[Data shown]
----------

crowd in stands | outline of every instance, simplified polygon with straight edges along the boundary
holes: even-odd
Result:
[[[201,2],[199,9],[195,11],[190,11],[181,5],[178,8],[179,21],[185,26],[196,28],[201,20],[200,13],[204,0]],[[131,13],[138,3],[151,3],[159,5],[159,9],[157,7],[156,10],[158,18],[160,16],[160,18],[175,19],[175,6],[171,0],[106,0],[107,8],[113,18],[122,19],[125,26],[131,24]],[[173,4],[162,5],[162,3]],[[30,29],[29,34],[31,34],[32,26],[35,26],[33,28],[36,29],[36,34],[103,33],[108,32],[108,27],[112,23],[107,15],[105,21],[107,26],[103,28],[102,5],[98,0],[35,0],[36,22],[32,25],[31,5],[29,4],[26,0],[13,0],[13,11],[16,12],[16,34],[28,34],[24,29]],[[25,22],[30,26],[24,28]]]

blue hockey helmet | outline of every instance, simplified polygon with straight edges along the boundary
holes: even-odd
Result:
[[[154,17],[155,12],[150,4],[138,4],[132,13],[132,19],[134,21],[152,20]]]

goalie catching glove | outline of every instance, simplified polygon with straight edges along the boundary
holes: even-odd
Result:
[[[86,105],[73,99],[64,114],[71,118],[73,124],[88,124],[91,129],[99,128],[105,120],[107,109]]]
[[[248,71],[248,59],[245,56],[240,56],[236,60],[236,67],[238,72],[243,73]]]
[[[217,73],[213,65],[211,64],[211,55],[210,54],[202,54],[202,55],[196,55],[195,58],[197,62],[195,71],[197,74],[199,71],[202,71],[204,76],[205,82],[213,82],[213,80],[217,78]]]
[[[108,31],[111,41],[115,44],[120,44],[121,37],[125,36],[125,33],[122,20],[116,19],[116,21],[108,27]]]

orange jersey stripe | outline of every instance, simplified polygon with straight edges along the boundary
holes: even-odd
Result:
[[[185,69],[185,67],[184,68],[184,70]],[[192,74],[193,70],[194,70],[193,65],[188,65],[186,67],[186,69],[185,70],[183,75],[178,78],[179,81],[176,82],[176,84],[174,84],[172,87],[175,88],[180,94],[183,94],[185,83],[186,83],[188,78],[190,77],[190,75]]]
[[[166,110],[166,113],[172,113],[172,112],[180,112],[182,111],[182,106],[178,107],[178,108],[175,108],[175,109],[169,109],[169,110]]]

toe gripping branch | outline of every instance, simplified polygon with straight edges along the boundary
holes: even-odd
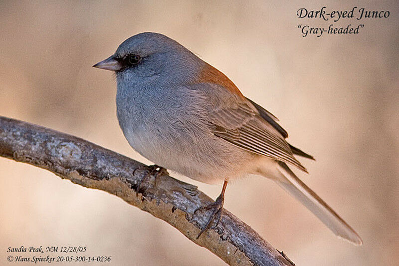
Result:
[[[154,176],[154,186],[157,186],[157,179],[158,177],[163,175],[169,175],[169,173],[167,170],[163,167],[159,166],[156,164],[147,166],[146,165],[140,165],[133,171],[133,175],[136,173],[136,171],[139,170],[140,172],[144,172],[144,175],[137,182],[136,188],[136,196],[138,196],[139,193],[141,190],[143,182],[151,176]]]
[[[208,221],[206,222],[205,226],[201,230],[201,232],[200,232],[200,234],[197,236],[197,239],[198,239],[203,232],[209,229],[210,227],[210,224],[212,221],[214,221],[215,227],[217,227],[217,225],[219,224],[220,219],[221,219],[222,213],[223,212],[223,205],[224,204],[224,192],[226,190],[226,187],[227,187],[227,182],[225,181],[224,183],[223,184],[223,188],[222,189],[220,195],[219,195],[219,197],[216,198],[216,200],[213,203],[206,206],[200,207],[194,211],[194,213],[195,214],[198,211],[207,211],[208,210],[213,209],[212,214],[210,215]]]

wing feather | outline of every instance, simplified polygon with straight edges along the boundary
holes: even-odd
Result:
[[[263,119],[249,102],[233,107],[219,107],[208,118],[215,136],[251,152],[292,164],[307,172],[294,157],[278,129]]]

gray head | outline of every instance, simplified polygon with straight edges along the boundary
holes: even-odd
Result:
[[[171,71],[175,74],[189,74],[190,70],[194,70],[193,67],[200,64],[201,61],[169,37],[160,33],[143,32],[126,39],[114,54],[93,66],[115,71],[117,78],[118,76],[127,77],[127,75],[137,78],[155,74],[168,76],[170,76]]]

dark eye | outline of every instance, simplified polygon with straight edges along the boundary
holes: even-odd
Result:
[[[128,57],[129,63],[131,65],[135,65],[140,60],[140,57],[137,54],[131,54]]]

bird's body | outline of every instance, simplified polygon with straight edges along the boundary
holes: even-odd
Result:
[[[221,72],[170,38],[129,38],[95,66],[115,71],[119,124],[130,145],[157,165],[214,184],[254,174],[275,180],[336,234],[356,233],[286,164],[307,172],[277,119]],[[222,196],[221,195],[221,196]]]

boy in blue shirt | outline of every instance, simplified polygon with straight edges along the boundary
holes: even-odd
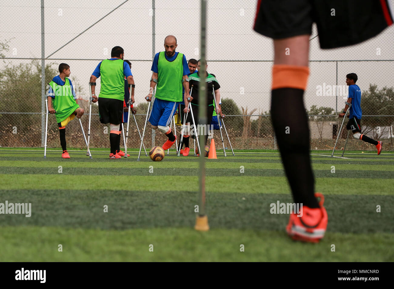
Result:
[[[346,76],[346,84],[349,86],[348,102],[351,103],[351,106],[349,110],[350,113],[348,117],[349,118],[349,121],[348,122],[346,128],[348,130],[352,130],[353,137],[356,140],[361,140],[375,145],[377,149],[377,154],[380,155],[382,150],[382,142],[373,140],[361,133],[362,116],[361,106],[361,90],[359,86],[356,85],[357,79],[357,74],[355,73],[349,73]],[[348,107],[349,105],[347,104],[345,106],[344,111],[339,114],[339,117],[344,117]]]

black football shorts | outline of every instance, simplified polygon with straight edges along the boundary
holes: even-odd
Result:
[[[346,125],[346,128],[348,130],[351,129],[353,133],[357,132],[361,133],[361,120],[355,117],[349,119]]]
[[[98,116],[102,123],[120,124],[123,121],[123,102],[114,98],[98,98]]]
[[[312,34],[322,48],[351,45],[393,23],[387,0],[258,0],[254,30],[274,39]]]

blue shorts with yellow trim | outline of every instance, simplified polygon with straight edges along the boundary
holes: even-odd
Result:
[[[64,120],[63,121],[61,122],[58,122],[58,125],[59,125],[59,127],[65,127],[67,125],[67,124],[70,122],[72,120],[75,118],[75,115],[73,113],[71,115],[69,116]]]

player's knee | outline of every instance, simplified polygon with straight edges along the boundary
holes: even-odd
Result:
[[[162,125],[159,125],[157,127],[158,128],[159,130],[163,133],[167,133],[171,130],[169,127],[168,126],[164,127]]]
[[[110,123],[110,128],[111,129],[110,133],[119,134],[121,130],[120,127],[120,124]]]

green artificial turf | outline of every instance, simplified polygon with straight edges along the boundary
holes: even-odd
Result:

----------

[Brief] Pick out and copy each line in the material above that contains the string "shorts", treating uppercase and lowercase letters as distinct.

[Reply to the task]
black football shorts | outline of every instance, simplified polygon with straight edges along the boundary
blue shorts with yellow trim | outline of every instance, simplified polygon with straight edges along the boundary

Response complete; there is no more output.